** Exercise prompt **
Reproduce verbatim the passage of the timing advance excerpt below that opens with the words "The example apparatus" and closes with "random access preamble.".

** Excerpt **
▼
The example apparatus may be further configured to: receive, from the user equipment, a random access preamble associated with at least one of the plurality of corresponding downlink resources; and transmit, to the user equipment, the at least one of the one or more determined timing advance values in response to the received random access preamble.

In accordance with one aspect, an example method may be provided comprising: receiving, from a user equipment, a report; determining one or more timing advance values associated with respective s of a plurality of corresponding downlink resources based, at least partially, on the report; and transmitting, to the user equipment, at least one of the one or more determined timing advance values.

The example method may further comprise: receiving, from the user equipment, at least one uplink message transmitted with the at least one of the one or more determined timing advance values. The plurality of corresponding downlink resources may comprise at least one of: a plurality of downlink reference signals, a plurality of synchronization signal block resources, downlink resources indicated by a plurality of joint downlink and uplink transmission configuration indicator states, downlink resources indicated by a plurality of downlink transmission configuration indicator states, or downlink resources indicated by a plurality of uplink transmission configuration indicator states.

The report may comprise at least one of: an indication of a timing offset value associated with at least one anchor resource, an indication of one or more relative timing offset values, an indication of one or more absolute timing offset values, a single timing offset value for simultaneous uplink transmission with at least two of a plurality of transmission and reception points, an indication of a timing offset value associated with a downlink resource or resources having signal quality equal to or higher than a received power threshold, an indication of a timing offset value associated with a downlink resource or resources within a timing offset window, or an indication of a timing offset value that is a candidate timing advance value for uplink transmission.
▲
** Dataset records **
▼
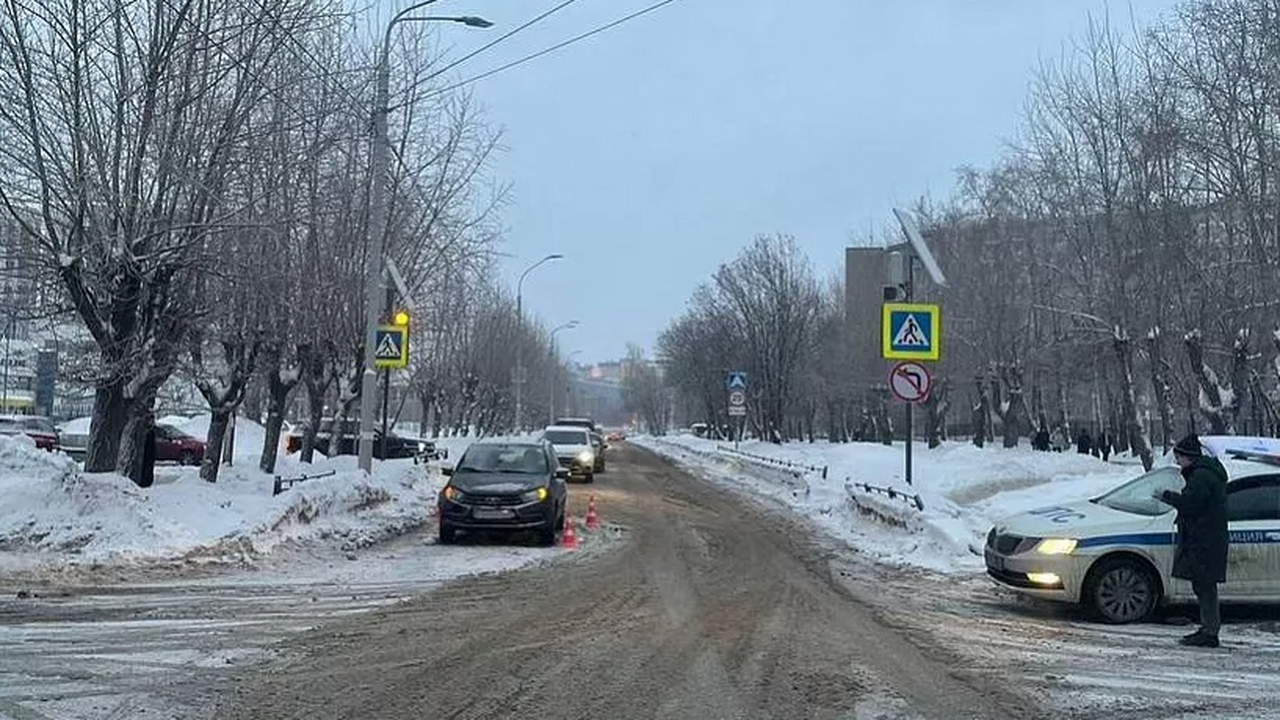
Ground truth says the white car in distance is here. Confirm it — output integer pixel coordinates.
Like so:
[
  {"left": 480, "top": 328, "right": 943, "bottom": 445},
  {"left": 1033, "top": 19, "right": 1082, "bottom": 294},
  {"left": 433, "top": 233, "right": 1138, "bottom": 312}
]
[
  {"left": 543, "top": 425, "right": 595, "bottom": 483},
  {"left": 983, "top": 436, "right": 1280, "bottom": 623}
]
▲
▼
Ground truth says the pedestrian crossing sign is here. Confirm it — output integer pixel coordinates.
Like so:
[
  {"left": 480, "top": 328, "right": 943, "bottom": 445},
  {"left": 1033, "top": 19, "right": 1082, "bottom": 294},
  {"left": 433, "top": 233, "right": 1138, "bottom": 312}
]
▲
** Result **
The example apparatus may be further configured to: receive, from the user equipment, a random access preamble associated with at least one of the plurality of corresponding downlink resources; and transmit, to the user equipment, the at least one of the one or more determined timing advance values in response to the received random access preamble.